→ **PROBLEM TO WORK ON**
Turn every line of the rows below into a numbered list, omitting blank lines. Leave the pictures out of your answer.

→ **A data block**
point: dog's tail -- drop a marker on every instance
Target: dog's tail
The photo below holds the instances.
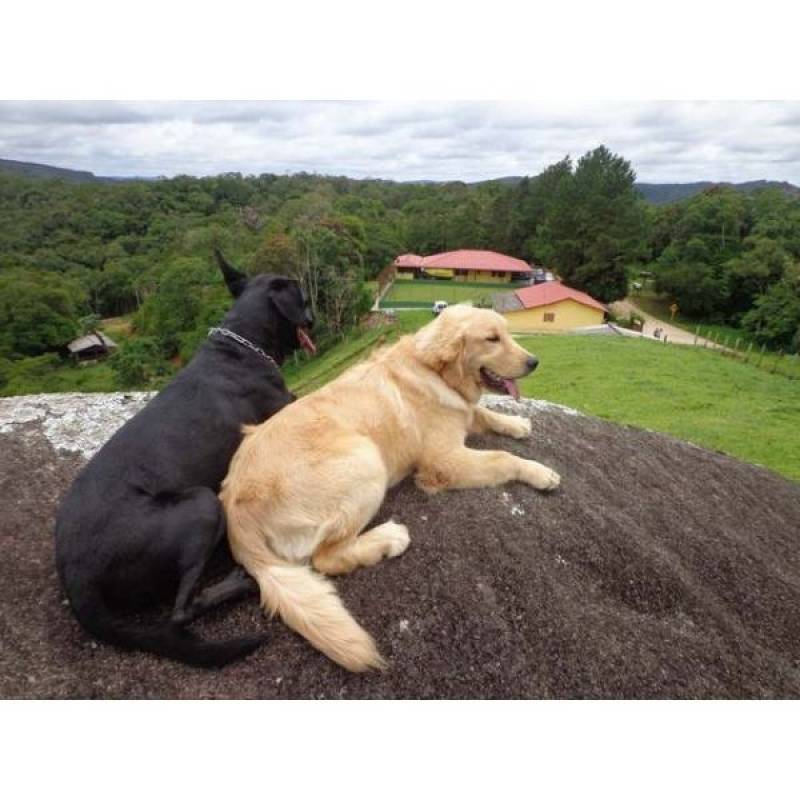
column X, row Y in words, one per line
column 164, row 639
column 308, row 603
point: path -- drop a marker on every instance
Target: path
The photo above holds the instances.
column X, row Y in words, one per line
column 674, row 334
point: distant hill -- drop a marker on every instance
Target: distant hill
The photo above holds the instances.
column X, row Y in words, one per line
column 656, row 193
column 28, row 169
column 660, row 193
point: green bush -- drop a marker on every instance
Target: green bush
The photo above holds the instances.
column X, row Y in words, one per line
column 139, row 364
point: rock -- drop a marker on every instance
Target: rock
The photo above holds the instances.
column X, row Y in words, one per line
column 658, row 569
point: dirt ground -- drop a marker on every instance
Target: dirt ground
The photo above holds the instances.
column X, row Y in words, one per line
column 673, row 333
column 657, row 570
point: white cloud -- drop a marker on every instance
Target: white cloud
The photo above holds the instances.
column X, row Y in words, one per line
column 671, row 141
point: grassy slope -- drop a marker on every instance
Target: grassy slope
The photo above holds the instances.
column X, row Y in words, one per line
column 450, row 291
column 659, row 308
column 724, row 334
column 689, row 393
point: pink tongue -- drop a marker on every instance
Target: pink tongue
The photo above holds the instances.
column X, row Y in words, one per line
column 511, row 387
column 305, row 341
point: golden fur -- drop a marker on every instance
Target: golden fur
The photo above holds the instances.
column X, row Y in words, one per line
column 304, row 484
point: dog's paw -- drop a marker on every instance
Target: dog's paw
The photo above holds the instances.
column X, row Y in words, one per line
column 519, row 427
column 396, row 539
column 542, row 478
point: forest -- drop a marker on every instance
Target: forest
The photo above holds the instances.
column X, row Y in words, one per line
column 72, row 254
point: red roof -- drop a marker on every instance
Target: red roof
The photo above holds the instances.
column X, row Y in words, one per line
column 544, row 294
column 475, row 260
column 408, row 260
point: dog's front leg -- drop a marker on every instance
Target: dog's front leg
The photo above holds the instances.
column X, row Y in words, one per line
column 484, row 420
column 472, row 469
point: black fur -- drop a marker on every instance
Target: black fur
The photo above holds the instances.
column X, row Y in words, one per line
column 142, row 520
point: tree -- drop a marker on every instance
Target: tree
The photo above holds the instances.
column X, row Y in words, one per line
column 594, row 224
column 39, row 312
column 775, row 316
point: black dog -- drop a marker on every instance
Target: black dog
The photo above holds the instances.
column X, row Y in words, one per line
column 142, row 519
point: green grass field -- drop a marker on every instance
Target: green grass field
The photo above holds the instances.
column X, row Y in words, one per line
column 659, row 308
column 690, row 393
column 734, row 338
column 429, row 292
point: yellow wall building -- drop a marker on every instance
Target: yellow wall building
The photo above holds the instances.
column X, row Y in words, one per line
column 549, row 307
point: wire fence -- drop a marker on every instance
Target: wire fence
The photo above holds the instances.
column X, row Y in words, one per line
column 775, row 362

→ **TASK SOLUTION**
1. point: dog's tail -- drop a marker on every instance
2. Target: dog's tail
3. The photo below holds the instances.
4. column X, row Y in words, one per line
5. column 164, row 639
6. column 308, row 603
7. point: path -- drop a marker on every instance
8. Target: path
9. The photo above holds the instances.
10. column X, row Y in words, one per line
11. column 674, row 334
12. point: distant hill -- drop a marker on every instance
13. Target: distant hill
14. The photo above holds the instances.
15. column X, row Y in words, one per line
16. column 656, row 193
17. column 28, row 169
18. column 660, row 193
19. point: green bush -- drop a marker on every instance
20. Target: green bush
21. The photo above holds the instances.
22. column X, row Y in words, one per line
23. column 139, row 364
24. point: rock -- drop a marker on every instance
25. Target: rock
26. The photo above holds the instances.
27. column X, row Y in words, one per line
28. column 658, row 569
29. point: dirt ground -- drop a marker on every instance
30. Target: dirt ground
31. The photo above holds the instances.
32. column X, row Y in words, one per line
33. column 673, row 333
34. column 657, row 570
35. point: white cloud -- drop a marker on every instance
36. Target: white cloud
37. The photo above holds the instances.
38. column X, row Y in words, one per line
39. column 671, row 141
40. point: grassy slope -- drop a marker on every instance
41. Target: grassy slope
42. The photo above holds the instances.
43. column X, row Y in words, one per line
44. column 450, row 291
45. column 659, row 308
46. column 724, row 334
47. column 689, row 393
48. point: pink tongue -- drop a marker on every instance
49. Target: pink tongue
50. The photo above holds the instances.
51. column X, row Y in words, one per line
52. column 511, row 387
53. column 305, row 341
54. point: golden fur -- drop a marker on every instance
55. Target: golden fur
56. The photo above holds the instances.
57. column X, row Y in words, one per line
58. column 304, row 484
59. point: dog's paw -- drop a marker on every instance
60. Target: dog's paw
61. The photo above holds the instances.
62. column X, row Y in words, one per line
63. column 519, row 427
64. column 396, row 539
65. column 542, row 478
66. point: forest -- drop a marker on every instance
67. Target: forest
68. The photo above holds the instances.
69. column X, row Y in words, one per line
70. column 72, row 254
71. point: red roof -- drop a marker on every instance
72. Target: red roof
73. The photo above holds the instances.
74. column X, row Y in words, one per line
75. column 544, row 294
76. column 475, row 260
77. column 408, row 260
78. point: dog's front leg -- drop a marker on every instance
79. Target: dog's front leg
80. The photo above holds the instances.
81. column X, row Y in words, one per line
82. column 484, row 420
83. column 472, row 469
84. point: black fur -- drop a marker on every instance
85. Target: black fur
86. The photo above holds the instances.
87. column X, row Y in words, one per line
88. column 142, row 520
89. point: tree -- drop a marker on every instance
90. Target: tree
91. The photo above holds the instances.
92. column X, row Y in words, one per line
93. column 594, row 224
94. column 39, row 312
95. column 775, row 316
96. point: black dog -- drop a marker on every instance
97. Target: black dog
98. The photo above holds the instances.
99. column X, row Y in words, one per line
100. column 142, row 519
101. point: green grass field -- drop a marker on every instance
102. Target: green grass field
103. The photo above holds the instances.
104. column X, row Y in words, one per line
105. column 659, row 308
106. column 690, row 393
107. column 734, row 338
108. column 429, row 292
109. point: yellow wall building -- drop a marker on every instance
110. Target: yellow wall building
111. The photo above holds the instances.
112. column X, row Y in words, one per line
113. column 549, row 307
114. point: wire fence -- drop a marker on every instance
115. Target: wire fence
116. The photo above holds the instances.
117. column X, row Y in words, one per line
118. column 775, row 362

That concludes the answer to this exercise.